-- BEGIN SUPPLIED RECORDS --
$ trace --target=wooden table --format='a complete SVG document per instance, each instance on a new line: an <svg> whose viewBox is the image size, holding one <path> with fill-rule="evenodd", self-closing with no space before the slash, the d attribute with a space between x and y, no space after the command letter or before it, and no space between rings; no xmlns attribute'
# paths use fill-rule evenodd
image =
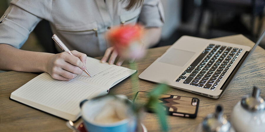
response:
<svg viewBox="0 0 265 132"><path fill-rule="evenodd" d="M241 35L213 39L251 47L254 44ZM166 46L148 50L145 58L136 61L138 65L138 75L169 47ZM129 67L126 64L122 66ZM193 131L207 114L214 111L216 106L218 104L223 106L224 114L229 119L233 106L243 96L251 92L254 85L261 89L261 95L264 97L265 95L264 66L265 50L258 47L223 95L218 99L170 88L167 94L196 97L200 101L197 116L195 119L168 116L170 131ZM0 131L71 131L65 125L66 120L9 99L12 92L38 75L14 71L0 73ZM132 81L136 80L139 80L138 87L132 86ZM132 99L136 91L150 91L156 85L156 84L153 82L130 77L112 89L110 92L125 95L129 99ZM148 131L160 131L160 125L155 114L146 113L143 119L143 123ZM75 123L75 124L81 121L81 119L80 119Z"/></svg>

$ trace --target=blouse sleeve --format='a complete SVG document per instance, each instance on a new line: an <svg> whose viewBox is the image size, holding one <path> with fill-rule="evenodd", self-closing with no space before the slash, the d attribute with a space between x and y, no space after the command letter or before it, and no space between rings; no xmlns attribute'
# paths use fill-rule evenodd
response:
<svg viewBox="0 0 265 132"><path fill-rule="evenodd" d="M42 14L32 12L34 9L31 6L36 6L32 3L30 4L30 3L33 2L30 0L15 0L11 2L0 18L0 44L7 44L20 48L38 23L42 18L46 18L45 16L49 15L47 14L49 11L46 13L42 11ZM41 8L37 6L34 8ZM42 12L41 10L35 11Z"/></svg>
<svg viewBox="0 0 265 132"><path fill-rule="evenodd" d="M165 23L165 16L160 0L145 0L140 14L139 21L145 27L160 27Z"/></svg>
-- END SUPPLIED RECORDS --
> WORK REQUIRED
Put every line of the records above into a Markdown table with the columns Row and Line, numbering the rows and skipping blank lines. Leave the pictures out of the table.

> CORRECT RESPONSE
| Row | Line |
|---|---|
| 1 | $ trace --target=wooden table --format='a complete SVG document per instance, each instance on a new line: an <svg> whose viewBox is the image size, holding one <path> with fill-rule="evenodd", self-closing with no space before the slash, the d attribute with a space between x and y, no space after the command letter or before it, and no space between rings; no xmlns attribute' |
| 2 | # paths use fill-rule evenodd |
| 3 | image = |
| 4 | response: |
| 5 | <svg viewBox="0 0 265 132"><path fill-rule="evenodd" d="M241 35L213 39L251 47L254 44ZM166 46L148 50L145 58L136 61L138 65L138 75L169 47ZM129 67L126 64L122 66ZM193 131L207 114L214 111L216 106L218 104L223 106L224 114L229 119L233 106L243 96L251 92L254 85L261 89L261 95L264 97L265 95L264 66L265 50L258 47L223 95L218 99L170 88L167 94L196 97L200 101L197 116L195 119L168 116L170 131ZM0 131L71 131L65 125L66 120L9 99L12 92L38 75L14 71L0 73ZM132 81L136 80L139 80L138 87L132 86ZM132 99L136 91L150 91L156 85L156 84L153 82L130 77L112 89L110 92L125 95L129 99ZM148 131L160 131L160 125L155 114L146 113L143 119L143 123ZM75 123L75 124L81 121L81 119L80 119Z"/></svg> |
| 6 | $ trace --target=blouse sleeve --format='a complete SVG document per instance, each instance on a new line: an <svg> whose viewBox is the image size, holding one <path> with fill-rule="evenodd", self-closing with no space before the slash, the d attribute with a space between x and y, no space after the command letter or before it, and no space between rings; no xmlns attribute' |
| 7 | # paths use fill-rule evenodd |
| 8 | response: |
| 9 | <svg viewBox="0 0 265 132"><path fill-rule="evenodd" d="M42 14L32 12L34 9L31 6L36 6L32 3L30 4L30 3L33 2L30 0L15 0L11 2L0 18L0 44L7 44L20 48L38 23L42 18L46 18L45 16L49 15L47 14L49 11L46 13L42 11ZM41 8L37 6L34 8ZM42 12L41 10L35 11Z"/></svg> |
| 10 | <svg viewBox="0 0 265 132"><path fill-rule="evenodd" d="M165 23L165 16L160 0L145 0L140 14L139 21L145 27L160 27Z"/></svg> |